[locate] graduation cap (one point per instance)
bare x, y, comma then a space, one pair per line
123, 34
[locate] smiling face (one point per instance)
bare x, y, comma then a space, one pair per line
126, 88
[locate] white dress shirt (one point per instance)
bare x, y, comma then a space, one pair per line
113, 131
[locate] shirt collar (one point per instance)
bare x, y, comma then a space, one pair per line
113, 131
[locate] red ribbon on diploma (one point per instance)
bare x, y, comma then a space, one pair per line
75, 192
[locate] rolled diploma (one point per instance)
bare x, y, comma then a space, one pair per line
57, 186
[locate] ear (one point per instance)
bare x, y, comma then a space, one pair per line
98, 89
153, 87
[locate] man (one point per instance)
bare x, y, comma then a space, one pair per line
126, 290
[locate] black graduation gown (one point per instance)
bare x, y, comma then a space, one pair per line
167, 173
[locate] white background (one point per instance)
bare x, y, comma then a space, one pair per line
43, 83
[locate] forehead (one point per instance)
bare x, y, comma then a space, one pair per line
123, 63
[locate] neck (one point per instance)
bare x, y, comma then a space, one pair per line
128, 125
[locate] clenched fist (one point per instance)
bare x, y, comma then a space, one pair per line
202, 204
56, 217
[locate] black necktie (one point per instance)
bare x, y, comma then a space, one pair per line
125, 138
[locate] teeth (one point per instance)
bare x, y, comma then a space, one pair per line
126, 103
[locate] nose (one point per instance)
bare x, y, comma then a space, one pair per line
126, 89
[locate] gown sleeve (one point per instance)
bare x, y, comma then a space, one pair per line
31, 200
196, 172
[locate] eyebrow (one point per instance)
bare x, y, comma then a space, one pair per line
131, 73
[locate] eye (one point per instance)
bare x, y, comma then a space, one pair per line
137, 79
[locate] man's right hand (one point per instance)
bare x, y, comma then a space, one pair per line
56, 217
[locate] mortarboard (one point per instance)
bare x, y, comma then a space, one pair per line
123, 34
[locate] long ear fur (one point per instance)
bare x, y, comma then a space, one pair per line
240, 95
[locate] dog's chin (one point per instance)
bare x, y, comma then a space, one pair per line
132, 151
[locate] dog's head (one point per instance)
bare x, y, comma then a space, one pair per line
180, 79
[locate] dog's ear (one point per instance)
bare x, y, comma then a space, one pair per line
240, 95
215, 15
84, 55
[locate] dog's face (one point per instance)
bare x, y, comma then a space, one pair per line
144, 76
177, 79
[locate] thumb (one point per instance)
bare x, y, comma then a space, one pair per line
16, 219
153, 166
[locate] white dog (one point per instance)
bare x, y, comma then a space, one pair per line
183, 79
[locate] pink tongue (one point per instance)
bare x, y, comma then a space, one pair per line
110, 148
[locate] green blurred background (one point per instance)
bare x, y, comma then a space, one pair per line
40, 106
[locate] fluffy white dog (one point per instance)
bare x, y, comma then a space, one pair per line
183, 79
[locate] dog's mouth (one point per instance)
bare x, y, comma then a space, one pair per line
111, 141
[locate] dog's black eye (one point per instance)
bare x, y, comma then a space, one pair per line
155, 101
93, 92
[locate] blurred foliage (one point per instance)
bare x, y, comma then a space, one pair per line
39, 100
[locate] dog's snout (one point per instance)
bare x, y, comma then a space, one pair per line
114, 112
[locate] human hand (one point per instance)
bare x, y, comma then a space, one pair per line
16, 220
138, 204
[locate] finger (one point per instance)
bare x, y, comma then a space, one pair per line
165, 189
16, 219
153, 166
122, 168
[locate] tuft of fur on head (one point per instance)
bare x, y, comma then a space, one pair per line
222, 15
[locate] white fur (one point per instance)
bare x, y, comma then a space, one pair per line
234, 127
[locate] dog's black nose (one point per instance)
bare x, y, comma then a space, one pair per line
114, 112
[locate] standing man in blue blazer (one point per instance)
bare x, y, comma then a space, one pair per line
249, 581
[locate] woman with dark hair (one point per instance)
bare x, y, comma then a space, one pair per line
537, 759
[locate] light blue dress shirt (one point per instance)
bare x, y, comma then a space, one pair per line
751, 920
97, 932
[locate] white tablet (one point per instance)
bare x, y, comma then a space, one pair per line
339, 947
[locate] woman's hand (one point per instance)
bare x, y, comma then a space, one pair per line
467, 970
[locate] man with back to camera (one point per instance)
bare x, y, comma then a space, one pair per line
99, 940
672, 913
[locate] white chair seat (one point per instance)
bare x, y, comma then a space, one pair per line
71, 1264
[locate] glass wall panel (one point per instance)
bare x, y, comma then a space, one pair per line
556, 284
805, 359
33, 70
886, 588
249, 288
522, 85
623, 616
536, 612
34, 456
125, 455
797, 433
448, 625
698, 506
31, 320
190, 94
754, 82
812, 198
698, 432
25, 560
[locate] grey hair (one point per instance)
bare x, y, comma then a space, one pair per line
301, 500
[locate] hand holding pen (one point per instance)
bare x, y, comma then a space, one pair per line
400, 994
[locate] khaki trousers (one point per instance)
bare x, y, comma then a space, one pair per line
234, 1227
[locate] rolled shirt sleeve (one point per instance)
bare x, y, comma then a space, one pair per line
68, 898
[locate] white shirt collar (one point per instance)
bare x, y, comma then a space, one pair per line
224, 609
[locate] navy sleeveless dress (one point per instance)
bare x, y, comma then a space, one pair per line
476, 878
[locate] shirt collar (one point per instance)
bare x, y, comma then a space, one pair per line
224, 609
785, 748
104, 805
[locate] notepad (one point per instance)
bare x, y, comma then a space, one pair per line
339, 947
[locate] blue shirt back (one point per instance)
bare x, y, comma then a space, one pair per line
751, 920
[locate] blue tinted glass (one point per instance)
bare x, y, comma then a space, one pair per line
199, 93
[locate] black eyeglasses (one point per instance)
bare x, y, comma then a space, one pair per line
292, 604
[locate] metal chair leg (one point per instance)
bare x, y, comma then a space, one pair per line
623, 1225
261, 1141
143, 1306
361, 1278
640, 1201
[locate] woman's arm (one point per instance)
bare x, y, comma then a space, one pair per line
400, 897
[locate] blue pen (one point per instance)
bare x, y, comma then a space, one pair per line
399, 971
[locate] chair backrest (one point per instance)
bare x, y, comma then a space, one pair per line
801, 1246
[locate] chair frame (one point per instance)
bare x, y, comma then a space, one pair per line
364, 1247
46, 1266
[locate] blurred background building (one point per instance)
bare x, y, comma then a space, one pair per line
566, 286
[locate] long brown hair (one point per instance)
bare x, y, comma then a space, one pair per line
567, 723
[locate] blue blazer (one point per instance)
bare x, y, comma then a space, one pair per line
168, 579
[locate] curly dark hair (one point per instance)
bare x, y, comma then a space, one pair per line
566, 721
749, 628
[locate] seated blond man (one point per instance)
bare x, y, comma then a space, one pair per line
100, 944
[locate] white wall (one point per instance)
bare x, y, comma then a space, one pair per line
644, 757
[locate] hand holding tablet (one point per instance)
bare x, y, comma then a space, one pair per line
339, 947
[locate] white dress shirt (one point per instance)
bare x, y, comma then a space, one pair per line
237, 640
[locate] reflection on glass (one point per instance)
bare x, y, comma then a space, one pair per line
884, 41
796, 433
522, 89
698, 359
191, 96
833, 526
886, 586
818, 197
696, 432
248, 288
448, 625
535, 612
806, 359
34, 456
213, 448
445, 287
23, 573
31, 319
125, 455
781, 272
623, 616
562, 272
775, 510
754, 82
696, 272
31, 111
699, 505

# # # #

## SET PROBLEM
Exactly reproduce the lines beginning with the one that contains "[locate] long brown" and ending with the last line of the material, both included. Leave out everything else.

## FULL SOLUTION
[locate] long brown hair (one point per instance)
bare x, y, comma then a space, one pair per line
567, 723
[locate] blue blazer (one point per instance)
bare x, y, comma then a space, one pair per line
168, 579
[locate] curly dark hair (one point per instance)
bare x, y, comma then a space, one pair per line
566, 721
749, 628
[locate] seated blond man (one point per instance)
bare x, y, comma then a space, one pair per line
100, 944
[locate] white wall (one point per instance)
bare x, y, comma then a space, one pair per line
644, 757
[locate] hand holding tablet (one point per instance)
bare x, y, comma then a space, one pair per line
339, 947
[locate] white dress shirt (one point per instance)
bare x, y, comma then a space, one pair per line
237, 640
[locate] reflection on glass (one point per instance)
bare x, y, comma then a space, one pair per line
884, 41
796, 433
522, 89
698, 359
191, 96
833, 526
886, 586
818, 197
696, 432
248, 288
448, 625
535, 612
806, 359
34, 456
213, 448
445, 287
23, 573
31, 319
125, 455
781, 272
623, 616
562, 272
775, 510
754, 82
696, 272
31, 111
699, 505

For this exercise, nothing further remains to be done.